**Task directions:** What do the lines say from the one containing "Confirm that each instance of the electrical" to the end of the records? Restate them word for word, and only those.

**Entries shown:**
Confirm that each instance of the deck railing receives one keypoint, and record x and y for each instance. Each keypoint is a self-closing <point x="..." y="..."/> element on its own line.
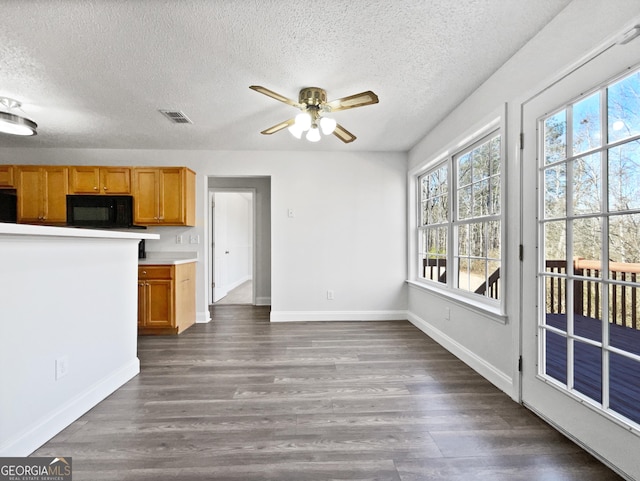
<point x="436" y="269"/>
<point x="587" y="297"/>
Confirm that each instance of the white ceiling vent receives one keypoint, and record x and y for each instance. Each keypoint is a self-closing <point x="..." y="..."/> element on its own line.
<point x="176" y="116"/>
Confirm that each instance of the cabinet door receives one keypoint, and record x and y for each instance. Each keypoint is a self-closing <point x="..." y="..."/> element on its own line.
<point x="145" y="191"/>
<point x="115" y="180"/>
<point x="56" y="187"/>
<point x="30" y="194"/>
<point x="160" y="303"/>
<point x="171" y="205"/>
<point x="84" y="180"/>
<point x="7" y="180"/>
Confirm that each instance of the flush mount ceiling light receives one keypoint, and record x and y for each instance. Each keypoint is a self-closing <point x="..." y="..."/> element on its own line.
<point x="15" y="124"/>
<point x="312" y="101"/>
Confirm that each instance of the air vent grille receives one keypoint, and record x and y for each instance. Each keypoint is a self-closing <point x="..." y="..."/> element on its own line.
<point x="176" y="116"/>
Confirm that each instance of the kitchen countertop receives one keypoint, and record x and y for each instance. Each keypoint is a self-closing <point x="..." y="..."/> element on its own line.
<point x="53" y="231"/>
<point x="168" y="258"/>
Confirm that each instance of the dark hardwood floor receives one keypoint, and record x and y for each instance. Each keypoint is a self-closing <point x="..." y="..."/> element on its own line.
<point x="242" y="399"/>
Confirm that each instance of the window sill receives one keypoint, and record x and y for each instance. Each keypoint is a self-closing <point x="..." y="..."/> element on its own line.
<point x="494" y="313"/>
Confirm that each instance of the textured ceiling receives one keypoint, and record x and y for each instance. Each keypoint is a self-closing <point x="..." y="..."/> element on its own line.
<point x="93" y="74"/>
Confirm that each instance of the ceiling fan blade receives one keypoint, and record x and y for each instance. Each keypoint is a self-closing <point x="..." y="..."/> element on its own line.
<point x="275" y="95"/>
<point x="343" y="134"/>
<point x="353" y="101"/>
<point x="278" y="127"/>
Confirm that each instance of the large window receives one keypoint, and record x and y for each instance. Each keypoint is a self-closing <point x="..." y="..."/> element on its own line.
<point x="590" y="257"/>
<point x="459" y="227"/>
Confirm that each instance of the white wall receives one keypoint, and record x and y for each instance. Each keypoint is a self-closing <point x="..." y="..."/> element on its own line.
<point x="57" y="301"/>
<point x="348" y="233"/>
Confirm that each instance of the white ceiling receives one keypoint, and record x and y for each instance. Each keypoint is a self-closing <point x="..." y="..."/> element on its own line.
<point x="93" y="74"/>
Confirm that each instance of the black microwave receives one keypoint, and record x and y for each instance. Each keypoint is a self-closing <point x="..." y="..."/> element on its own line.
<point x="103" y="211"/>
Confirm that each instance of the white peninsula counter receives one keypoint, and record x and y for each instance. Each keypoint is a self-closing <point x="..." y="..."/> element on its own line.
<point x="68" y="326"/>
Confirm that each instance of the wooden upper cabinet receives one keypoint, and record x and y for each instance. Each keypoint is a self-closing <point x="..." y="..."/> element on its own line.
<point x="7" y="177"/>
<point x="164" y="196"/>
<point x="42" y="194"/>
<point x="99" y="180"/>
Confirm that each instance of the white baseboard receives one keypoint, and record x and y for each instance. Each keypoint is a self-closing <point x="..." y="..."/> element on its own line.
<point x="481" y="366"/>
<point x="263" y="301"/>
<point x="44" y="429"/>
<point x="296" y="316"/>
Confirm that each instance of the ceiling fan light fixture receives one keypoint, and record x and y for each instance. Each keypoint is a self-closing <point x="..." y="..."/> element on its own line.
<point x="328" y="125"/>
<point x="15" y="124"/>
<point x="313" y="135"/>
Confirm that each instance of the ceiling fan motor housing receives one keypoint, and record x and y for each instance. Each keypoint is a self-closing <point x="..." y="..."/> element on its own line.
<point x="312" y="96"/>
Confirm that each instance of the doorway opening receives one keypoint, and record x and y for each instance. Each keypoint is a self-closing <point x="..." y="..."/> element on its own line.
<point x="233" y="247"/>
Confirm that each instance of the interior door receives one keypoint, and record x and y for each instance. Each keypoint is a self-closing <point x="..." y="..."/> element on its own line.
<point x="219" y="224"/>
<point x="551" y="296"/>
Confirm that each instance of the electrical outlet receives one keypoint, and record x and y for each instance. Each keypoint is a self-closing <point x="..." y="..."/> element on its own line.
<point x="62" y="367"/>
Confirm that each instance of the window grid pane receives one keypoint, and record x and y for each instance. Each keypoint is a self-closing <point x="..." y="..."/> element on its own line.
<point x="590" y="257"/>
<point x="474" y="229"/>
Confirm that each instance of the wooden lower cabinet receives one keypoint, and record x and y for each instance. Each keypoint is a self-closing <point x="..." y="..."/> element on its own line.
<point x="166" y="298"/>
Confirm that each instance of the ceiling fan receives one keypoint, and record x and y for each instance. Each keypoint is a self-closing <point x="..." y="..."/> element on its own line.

**Problem solution:**
Confirm that each instance of the electrical outlet receives one keypoint, and record x and y for each instance. Each keypoint is a self-closing <point x="..." y="..."/> element on its own line.
<point x="62" y="367"/>
Confirm that each instance of the window grid pane receives one keypoint, and record x and y for each instance. Each keypoint is a self-closing <point x="..." y="..."/> element on its own line.
<point x="590" y="257"/>
<point x="474" y="229"/>
Confirm that each instance of the wooden lower cabinet receives one keypoint, and record x and y for each instance. Each keypoint is a self-closing <point x="..." y="..."/> element on its own line.
<point x="166" y="298"/>
Confirm that each instance of the ceiling fan receives one keypoint, and record x and y for each instance. Each keypoint is a self-closing <point x="..." y="..."/> element on its own line.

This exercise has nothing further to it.